Replace "runway" with "airstrip" in every one of the rows below and change nothing else. Reproduce the rows without the pictures.

___

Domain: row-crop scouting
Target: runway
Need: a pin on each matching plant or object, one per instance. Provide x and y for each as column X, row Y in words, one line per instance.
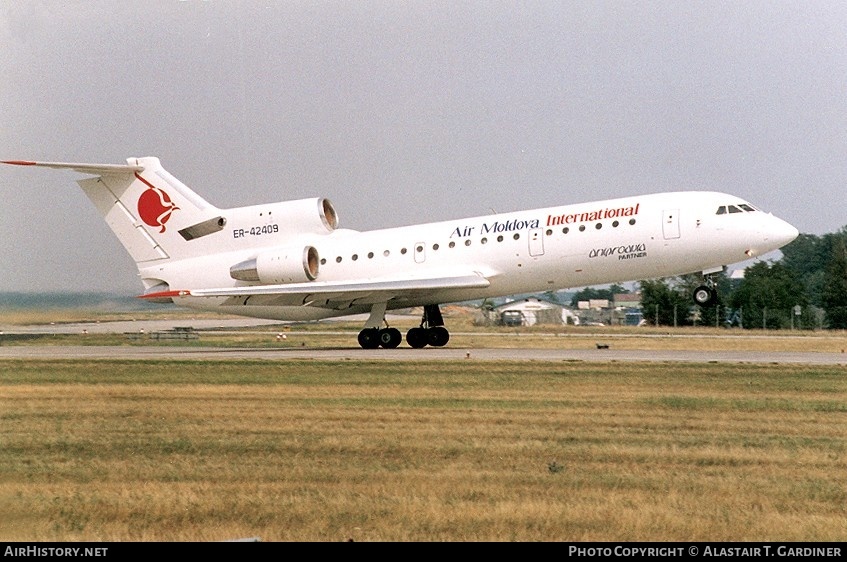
column 450, row 353
column 446, row 354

___

Completed task:
Domain: row-crop scouting
Target: airstrip
Need: a pin on each matching plant or object, one per instance. Provide x and y for each as column X, row Y in words, one line per instance.
column 450, row 353
column 446, row 354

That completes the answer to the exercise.